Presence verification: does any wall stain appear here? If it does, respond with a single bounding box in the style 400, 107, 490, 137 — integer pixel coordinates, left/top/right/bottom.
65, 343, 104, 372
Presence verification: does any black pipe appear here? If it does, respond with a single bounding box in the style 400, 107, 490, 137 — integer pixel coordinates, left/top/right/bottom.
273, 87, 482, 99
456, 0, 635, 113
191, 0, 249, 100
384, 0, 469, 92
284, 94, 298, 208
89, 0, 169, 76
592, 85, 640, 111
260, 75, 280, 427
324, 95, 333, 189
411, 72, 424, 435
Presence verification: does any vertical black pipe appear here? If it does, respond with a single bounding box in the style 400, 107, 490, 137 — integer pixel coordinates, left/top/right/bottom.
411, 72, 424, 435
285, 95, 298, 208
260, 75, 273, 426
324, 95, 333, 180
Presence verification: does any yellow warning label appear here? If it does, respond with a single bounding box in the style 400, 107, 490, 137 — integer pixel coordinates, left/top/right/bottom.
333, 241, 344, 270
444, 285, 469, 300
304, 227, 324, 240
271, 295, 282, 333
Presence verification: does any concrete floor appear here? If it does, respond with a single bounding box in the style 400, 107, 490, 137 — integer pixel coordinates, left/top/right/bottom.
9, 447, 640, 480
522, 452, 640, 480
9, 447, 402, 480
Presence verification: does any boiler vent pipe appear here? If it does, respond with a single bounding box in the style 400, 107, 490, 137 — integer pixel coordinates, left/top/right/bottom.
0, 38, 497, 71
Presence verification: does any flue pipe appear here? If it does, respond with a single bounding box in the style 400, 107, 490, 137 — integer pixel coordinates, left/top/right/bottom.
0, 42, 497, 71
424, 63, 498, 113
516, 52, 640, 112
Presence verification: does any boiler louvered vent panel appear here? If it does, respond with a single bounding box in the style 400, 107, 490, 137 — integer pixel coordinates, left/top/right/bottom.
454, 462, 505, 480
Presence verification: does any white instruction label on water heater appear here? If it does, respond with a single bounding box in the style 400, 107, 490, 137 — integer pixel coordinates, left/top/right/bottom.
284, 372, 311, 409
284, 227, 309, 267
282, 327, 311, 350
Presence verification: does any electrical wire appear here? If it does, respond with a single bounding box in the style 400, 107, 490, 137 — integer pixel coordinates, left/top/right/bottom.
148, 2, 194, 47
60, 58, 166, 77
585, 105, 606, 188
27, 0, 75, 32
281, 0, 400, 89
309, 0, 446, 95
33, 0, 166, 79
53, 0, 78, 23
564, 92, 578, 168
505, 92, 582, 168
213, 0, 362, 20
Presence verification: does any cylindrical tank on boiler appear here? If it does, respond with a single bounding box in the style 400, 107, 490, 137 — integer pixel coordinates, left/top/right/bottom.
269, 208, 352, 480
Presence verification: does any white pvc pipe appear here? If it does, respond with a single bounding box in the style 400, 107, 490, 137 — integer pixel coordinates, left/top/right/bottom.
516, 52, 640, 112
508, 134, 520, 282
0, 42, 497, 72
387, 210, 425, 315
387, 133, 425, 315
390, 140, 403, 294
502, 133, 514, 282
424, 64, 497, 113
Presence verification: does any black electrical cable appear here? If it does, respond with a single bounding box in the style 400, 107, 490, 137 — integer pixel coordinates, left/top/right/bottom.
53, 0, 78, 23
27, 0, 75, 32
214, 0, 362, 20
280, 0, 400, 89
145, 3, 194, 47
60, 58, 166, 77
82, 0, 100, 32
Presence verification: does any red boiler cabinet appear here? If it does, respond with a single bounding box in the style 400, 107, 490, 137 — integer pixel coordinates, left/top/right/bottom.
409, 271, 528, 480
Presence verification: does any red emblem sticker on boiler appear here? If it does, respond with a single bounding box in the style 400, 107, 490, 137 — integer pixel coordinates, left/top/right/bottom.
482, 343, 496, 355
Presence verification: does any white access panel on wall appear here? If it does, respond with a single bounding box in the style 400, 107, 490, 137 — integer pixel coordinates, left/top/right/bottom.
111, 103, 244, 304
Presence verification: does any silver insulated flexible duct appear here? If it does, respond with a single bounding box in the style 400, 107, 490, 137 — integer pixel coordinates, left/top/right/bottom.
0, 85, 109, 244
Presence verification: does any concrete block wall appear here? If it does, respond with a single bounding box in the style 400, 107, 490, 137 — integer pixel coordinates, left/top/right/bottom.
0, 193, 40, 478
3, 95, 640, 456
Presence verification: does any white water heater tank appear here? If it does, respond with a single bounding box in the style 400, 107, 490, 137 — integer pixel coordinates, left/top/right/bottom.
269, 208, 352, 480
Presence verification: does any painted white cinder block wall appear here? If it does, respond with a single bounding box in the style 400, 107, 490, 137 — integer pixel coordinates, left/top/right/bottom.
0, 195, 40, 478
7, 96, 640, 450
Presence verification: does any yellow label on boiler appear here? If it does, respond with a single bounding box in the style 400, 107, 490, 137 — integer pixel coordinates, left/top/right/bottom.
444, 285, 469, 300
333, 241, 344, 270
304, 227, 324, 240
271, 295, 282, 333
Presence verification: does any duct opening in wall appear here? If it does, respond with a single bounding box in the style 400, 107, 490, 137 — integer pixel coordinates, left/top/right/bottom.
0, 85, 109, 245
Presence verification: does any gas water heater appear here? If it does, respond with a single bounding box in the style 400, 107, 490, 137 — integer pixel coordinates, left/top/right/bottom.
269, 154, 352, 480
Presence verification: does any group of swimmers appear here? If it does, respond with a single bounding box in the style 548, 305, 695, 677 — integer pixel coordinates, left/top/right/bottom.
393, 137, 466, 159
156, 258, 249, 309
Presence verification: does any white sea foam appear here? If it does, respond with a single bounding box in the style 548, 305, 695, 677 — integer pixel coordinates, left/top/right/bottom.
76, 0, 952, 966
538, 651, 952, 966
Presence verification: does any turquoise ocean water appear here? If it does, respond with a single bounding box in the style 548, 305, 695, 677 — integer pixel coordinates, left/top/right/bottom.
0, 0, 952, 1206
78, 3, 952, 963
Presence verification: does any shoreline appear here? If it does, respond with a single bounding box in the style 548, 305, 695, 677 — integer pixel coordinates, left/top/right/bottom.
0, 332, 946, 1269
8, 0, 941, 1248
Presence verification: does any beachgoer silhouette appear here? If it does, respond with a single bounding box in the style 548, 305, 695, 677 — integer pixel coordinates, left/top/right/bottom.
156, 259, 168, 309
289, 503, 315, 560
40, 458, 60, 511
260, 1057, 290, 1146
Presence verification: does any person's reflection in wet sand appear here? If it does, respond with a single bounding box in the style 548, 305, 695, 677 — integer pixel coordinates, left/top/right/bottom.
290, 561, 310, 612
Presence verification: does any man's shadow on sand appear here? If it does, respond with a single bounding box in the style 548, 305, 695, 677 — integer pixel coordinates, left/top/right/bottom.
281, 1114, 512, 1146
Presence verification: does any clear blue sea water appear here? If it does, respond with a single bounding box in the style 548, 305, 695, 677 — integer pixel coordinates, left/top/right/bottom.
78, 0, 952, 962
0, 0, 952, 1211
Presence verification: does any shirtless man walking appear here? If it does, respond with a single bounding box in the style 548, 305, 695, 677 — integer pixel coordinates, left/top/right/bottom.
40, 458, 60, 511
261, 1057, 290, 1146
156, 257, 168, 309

## What the exercise asks
Convert every line of the entries above into a numbered list, leaving out any blank lines.

## Finished task
1. Presence verification: does any wall stain appear here? If it does, respond with a single bounding box in the style 400, 107, 490, 137 — integer pixel coordinates, left/top/right/bottom.
2. 65, 343, 104, 372
3. Presence verification: does any black pipe appear here? If it does, respond with a single bounding box in the style 400, 107, 490, 137 — integer pixel coordinates, left/top/right/bottom.
4. 273, 87, 482, 99
5. 456, 0, 635, 113
6. 191, 0, 249, 100
7. 384, 0, 469, 92
8. 284, 94, 298, 208
9. 89, 0, 169, 76
10. 592, 85, 640, 111
11. 260, 75, 280, 427
12. 324, 95, 333, 189
13. 411, 72, 424, 435
14. Presence verification: does any vertical black pipe appear here? If it does, respond with a single bounding box in the style 400, 107, 490, 137 — integer pixel coordinates, left/top/right/bottom.
15. 411, 72, 424, 435
16. 285, 95, 298, 208
17. 260, 75, 273, 426
18. 324, 95, 333, 180
19. Presence verification: does any yellow warning label appear here? If it does, respond with a single bounding box in the style 400, 107, 490, 137 — integer pixel coordinates, left/top/right/bottom.
20. 333, 241, 344, 270
21. 444, 285, 469, 300
22. 304, 227, 324, 240
23. 271, 295, 282, 333
24. Presence verification: does any concrete floor appear here? If it does, respond with a single bounding box in the style 400, 107, 490, 137 — integer pixel coordinates, left/top/right/bottom.
25. 9, 447, 640, 480
26. 522, 452, 640, 480
27. 9, 447, 402, 480
28. Presence verification: does any boiler vent pipe appear here? If it does, respond with a single bounding box in the style 400, 107, 490, 137 — integer pixel coordinates, left/top/right/bottom.
29. 0, 38, 497, 71
30. Presence verification: does any flue pipe appear here? If it does, respond with a single bounding box in the style 400, 107, 490, 137 — integer pixel coordinates, left/top/right/bottom.
31. 0, 42, 497, 71
32. 424, 63, 498, 113
33. 516, 52, 640, 112
34. Presence verification: does any boiler louvered vent panel appear here? If it does, respond with a single bounding box in the style 400, 107, 490, 137 — integer pixel coordinates, left/top/right/bottom.
35. 454, 462, 505, 480
36. Presence verification: does any white instruction label on water heater appear here? If it does, respond with a single bounding box in the style 400, 107, 490, 137 — integer pixel coordinates, left/top/right/bottom.
37. 284, 372, 311, 409
38. 284, 227, 309, 267
39. 282, 327, 311, 350
40. Presence verification: does any electrical wire appear here? If it does, respond with a single bounding box in the style 400, 107, 490, 137 — integer pixel coordinates, left/top/right/bottom.
41. 148, 2, 194, 47
42. 60, 58, 166, 77
43. 585, 105, 606, 188
44. 27, 0, 75, 32
45. 281, 0, 400, 89
46. 309, 0, 446, 95
47. 33, 0, 166, 79
48. 53, 0, 78, 23
49. 564, 92, 578, 168
50. 505, 92, 582, 168
51. 213, 0, 362, 20
52. Presence verification: does any cylindrical tank on boiler appear here? If it does, respond with a single bounding box in the style 400, 107, 490, 137 — integer pixel coordinates, left/top/right/bottom.
53. 269, 208, 352, 480
54. Presence verification: does any white pvc pipe appear here? If it does, respond with a single bounding box in the style 400, 107, 490, 137 — integer pixel coordinates, left/top/right/bottom.
55. 516, 52, 640, 112
56. 508, 134, 520, 282
57. 0, 42, 497, 72
58. 387, 210, 425, 315
59. 387, 133, 425, 315
60. 390, 140, 403, 294
61. 502, 133, 514, 282
62. 424, 64, 497, 113
63. Presence verification: does any black electrical cable appear here? If it does, respond with a single bounding box in the style 400, 107, 490, 137 — integer pixel coordinates, left/top/right/bottom.
64. 53, 0, 78, 23
65. 27, 0, 75, 32
66. 214, 0, 362, 20
67. 280, 0, 400, 89
68. 145, 3, 194, 47
69. 60, 58, 166, 77
70. 82, 0, 100, 32
71. Presence verification: does any red boiler cabinet appear here? If it does, respond with a single bounding box in the style 400, 107, 490, 137 — integer pixel coordinates, left/top/right/bottom.
72. 409, 271, 528, 480
73. Presence verification: does any red emblem sticker on boiler appear here? If it does, respond with a single bounding box in the style 400, 107, 490, 137 — integer pixel coordinates, left/top/right/bottom.
74. 482, 343, 496, 355
75. Presence verification: does any white access panel on wall appear here? If it does, respond with a single bounding box in the style 400, 107, 490, 137 — integer pixel coordinates, left/top/right/bottom.
76. 111, 103, 244, 304
77. Presence verification: does any silver insulated flexible duct appear here? If it does, respond with a single bounding box in the style 400, 107, 490, 137 — integer pixel coordinates, left/top/right/bottom.
78. 0, 85, 109, 244
79. Presence verification: does any concrete block wall appear here? If it does, respond with a single bounding box in the style 400, 107, 490, 137 — integer pixel coordinates, left/top/right/bottom.
80. 0, 193, 40, 478
81. 3, 95, 640, 456
82. Presence verification: does any white water heater tank appear here? If it does, respond with a single bounding box in the style 400, 107, 490, 137 — integer pixel coordinates, left/top/right/bottom.
83. 269, 208, 352, 480
84. Presence verification: does any painted white cinder block wall appear here? If it does, respond with a single bounding box in the style 400, 107, 490, 137 — integer pixel coordinates, left/top/right/bottom.
85. 0, 195, 40, 478
86. 7, 96, 640, 450
87. Presence verification: does any yellow label on boiler appear here? If it does, respond with a single bounding box in the style 400, 107, 490, 137 — integer pixel coordinates, left/top/right/bottom.
88. 444, 285, 469, 300
89. 333, 241, 344, 270
90. 304, 227, 324, 240
91. 271, 295, 282, 333
92. Presence verification: does any duct opening in wall appear here? If it does, respond with a single bounding box in the style 400, 107, 490, 137 — integer pixel coordinates, left/top/right/bottom.
93. 0, 85, 109, 245
94. Presence verification: does any gas water heater appear here? If it does, respond with a single bounding box in the style 400, 107, 490, 137 — integer pixel coordinates, left/top/right/bottom.
95. 269, 154, 352, 480
96. Presence verification: does any group of swimmers appear here? If it does, respond with a single bounding box in the style 548, 305, 695, 677 — integer pixel coordinates, left/top/right/bottom.
97. 393, 137, 466, 159
98. 156, 258, 249, 309
99. Presence verification: does any white sea foam appear here? If it does, respond with a single bounding box in the style 548, 305, 695, 677 — integer pixel coordinates, left/top/right/bottom.
100. 76, 0, 952, 966
101. 538, 651, 952, 966
102. Presence verification: does any turquoise ocean water appear here? If it does, respond with a single bounding box in the style 548, 305, 695, 677 — integer pixel coordinates, left/top/right/bottom.
103. 0, 0, 952, 1206
104. 78, 3, 952, 963
105. Presence verification: does any shoreline appear here? If it does, respond with a single bounding box in the style 548, 305, 695, 677 — integer pixel coordinates, left/top/right/bottom.
106. 0, 332, 946, 1269
107. 8, 0, 941, 1248
108. Presence verification: does any beachgoer silhouette appear here? If it does, respond with a single bounding box in the style 548, 305, 695, 677 — integer pixel coordinates, left/top/right/bottom.
109. 156, 259, 168, 309
110. 289, 503, 315, 560
111. 40, 458, 60, 511
112. 260, 1057, 290, 1146
113. Presence verification: does any person's reflection in wet sand appear here? If it does, respond with a single bounding box in the style 548, 305, 695, 677 — integer pixel coordinates, left/top/right/bottom.
114. 290, 561, 310, 612
115. Presence verification: does any man's shadow on sand appear here? If it does, respond with a single bounding box in the style 548, 305, 695, 677 — integer pixel coordinates, left/top/right/bottom.
116. 281, 1114, 512, 1146
117. Presence verification: does any clear blue sea water appear here? If it does, respond with a single bounding box in the style 548, 305, 695, 677 — integer pixel coordinates, left/top/right/bottom.
118. 78, 0, 952, 962
119. 0, 0, 952, 1211
120. Presence verification: does any shirtless man walking appear here? If it does, respond with a single bounding box in the style 548, 305, 695, 677 — integer pixel coordinates, left/top/right/bottom.
121. 40, 458, 60, 511
122. 261, 1057, 290, 1146
123. 156, 257, 168, 309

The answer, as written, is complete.